• [PROBLEM]: All lines after the one containing "For every instance of the sky" are needed, along with that line itself. Please repeat them exactly through the end of the entries.

Items listed in a dataset:
◆ ◆ ◆

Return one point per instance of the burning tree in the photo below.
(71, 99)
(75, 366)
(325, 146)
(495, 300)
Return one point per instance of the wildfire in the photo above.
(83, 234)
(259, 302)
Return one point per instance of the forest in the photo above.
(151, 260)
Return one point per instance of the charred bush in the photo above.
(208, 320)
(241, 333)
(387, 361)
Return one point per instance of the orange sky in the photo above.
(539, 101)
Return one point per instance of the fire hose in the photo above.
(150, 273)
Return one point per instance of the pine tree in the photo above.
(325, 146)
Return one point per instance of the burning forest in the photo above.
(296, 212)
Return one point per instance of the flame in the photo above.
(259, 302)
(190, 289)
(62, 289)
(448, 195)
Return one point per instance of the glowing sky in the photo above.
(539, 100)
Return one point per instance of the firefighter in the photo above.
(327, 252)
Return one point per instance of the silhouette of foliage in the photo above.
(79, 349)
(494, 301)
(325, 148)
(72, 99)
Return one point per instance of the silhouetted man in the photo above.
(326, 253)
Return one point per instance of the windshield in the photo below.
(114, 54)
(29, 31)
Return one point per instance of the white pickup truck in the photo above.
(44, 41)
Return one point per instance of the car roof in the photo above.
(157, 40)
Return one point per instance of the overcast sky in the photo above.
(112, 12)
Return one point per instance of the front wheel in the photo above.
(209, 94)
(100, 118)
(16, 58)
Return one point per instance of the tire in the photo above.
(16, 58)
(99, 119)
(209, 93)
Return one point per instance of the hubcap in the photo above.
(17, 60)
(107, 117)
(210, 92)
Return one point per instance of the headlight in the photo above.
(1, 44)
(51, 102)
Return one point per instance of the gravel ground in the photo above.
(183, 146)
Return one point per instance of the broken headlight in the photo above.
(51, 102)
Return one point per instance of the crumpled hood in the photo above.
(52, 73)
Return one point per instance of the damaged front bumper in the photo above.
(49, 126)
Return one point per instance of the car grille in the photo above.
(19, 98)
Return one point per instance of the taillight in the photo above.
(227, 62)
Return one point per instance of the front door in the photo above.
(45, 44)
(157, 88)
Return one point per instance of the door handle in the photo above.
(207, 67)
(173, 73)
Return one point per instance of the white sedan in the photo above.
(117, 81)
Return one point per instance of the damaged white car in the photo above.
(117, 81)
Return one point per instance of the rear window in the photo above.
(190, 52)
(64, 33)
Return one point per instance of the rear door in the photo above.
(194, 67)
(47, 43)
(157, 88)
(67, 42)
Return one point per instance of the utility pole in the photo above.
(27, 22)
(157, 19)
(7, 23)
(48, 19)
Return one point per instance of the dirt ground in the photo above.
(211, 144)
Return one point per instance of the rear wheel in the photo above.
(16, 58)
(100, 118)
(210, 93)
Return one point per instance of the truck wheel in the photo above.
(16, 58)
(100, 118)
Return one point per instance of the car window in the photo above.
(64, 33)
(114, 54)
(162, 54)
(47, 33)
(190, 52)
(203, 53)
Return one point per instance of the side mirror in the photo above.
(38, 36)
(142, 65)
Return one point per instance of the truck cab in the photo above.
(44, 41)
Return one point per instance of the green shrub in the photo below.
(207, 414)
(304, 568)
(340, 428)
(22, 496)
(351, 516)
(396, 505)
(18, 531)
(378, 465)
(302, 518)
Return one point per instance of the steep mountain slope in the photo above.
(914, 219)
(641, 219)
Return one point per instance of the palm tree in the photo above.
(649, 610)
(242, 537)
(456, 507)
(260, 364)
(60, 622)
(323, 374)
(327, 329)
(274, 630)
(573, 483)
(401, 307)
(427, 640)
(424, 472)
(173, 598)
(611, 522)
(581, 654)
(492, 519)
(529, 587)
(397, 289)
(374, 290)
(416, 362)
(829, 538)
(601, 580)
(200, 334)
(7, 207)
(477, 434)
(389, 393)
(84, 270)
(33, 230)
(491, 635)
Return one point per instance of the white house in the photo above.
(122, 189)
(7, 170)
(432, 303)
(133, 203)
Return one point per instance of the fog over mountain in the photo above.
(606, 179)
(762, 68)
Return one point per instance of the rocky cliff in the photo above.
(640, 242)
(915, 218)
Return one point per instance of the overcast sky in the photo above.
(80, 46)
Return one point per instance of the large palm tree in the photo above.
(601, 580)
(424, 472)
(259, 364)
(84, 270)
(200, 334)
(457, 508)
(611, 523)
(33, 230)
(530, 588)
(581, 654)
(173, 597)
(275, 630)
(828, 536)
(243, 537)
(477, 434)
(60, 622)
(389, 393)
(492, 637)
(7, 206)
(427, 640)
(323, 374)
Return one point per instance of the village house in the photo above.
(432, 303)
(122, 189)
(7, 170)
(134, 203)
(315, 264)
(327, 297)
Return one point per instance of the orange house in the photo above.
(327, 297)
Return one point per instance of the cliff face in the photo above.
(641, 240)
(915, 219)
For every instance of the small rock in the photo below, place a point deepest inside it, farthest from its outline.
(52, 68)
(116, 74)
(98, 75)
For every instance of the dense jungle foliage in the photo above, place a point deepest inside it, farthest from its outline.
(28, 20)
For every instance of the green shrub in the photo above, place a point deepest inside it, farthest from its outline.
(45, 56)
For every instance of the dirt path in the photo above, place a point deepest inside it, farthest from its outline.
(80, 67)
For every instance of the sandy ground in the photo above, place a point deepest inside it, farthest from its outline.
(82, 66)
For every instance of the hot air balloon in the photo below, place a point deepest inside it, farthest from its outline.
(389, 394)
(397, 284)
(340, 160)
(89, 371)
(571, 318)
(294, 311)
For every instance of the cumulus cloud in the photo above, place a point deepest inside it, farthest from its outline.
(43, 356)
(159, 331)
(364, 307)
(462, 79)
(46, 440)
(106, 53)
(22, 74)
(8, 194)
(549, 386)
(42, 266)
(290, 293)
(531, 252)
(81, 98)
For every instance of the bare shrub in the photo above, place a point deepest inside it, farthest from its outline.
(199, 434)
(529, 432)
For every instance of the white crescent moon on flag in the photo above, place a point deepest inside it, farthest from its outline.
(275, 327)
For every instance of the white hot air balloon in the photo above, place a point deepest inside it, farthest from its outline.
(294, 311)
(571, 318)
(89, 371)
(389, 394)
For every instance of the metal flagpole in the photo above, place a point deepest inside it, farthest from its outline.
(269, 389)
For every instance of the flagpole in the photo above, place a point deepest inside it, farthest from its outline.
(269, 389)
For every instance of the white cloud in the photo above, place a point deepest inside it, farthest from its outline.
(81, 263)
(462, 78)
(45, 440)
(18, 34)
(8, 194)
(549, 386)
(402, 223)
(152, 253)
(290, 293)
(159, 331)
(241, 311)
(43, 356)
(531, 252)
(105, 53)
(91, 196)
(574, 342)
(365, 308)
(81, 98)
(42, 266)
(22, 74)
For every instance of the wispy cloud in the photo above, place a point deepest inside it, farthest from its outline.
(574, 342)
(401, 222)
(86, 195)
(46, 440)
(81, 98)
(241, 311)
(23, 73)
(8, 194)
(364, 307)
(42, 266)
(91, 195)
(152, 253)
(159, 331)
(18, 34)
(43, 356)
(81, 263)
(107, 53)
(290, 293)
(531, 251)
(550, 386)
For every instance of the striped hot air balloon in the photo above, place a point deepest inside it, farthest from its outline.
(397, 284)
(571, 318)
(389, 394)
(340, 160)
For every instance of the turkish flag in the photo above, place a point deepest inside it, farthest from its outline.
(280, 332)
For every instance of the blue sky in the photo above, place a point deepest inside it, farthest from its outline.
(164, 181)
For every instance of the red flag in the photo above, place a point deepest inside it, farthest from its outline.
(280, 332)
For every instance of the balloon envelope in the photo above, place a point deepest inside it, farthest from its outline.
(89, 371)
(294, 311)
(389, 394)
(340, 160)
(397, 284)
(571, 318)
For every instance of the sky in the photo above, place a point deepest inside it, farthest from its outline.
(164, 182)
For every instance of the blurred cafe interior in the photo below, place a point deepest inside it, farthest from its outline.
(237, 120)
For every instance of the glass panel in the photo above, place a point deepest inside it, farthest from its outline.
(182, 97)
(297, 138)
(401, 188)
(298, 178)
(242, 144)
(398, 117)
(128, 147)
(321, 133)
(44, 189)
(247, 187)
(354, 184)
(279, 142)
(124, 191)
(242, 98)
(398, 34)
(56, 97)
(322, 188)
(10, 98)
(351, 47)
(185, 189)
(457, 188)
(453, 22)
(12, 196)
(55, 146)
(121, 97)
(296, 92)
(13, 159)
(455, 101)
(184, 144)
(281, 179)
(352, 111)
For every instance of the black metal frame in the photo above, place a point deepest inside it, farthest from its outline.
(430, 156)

◆ ◆ ◆

• [EXERCISE OUTPUT]:
For every instance of the sky in the photo above, place a point deepest inside it, farthest from its outline.
(164, 182)
For every instance of the blurred cafe interior in the photo below, place a point deepest inside it, farthest from its outline.
(237, 120)
For every instance of the glass panel in the photo above, place a point deepest inside it, farthest from its outline.
(182, 97)
(297, 138)
(401, 188)
(298, 178)
(242, 144)
(398, 117)
(128, 147)
(321, 133)
(44, 189)
(247, 187)
(354, 184)
(279, 142)
(124, 191)
(242, 98)
(398, 34)
(56, 97)
(322, 188)
(10, 98)
(351, 47)
(185, 189)
(457, 188)
(453, 22)
(12, 196)
(55, 146)
(121, 97)
(296, 92)
(13, 159)
(455, 101)
(184, 144)
(281, 179)
(352, 111)
For every instance of the black metal frame in the photo above, place a point deepest inside it, farthest from its outline.
(430, 156)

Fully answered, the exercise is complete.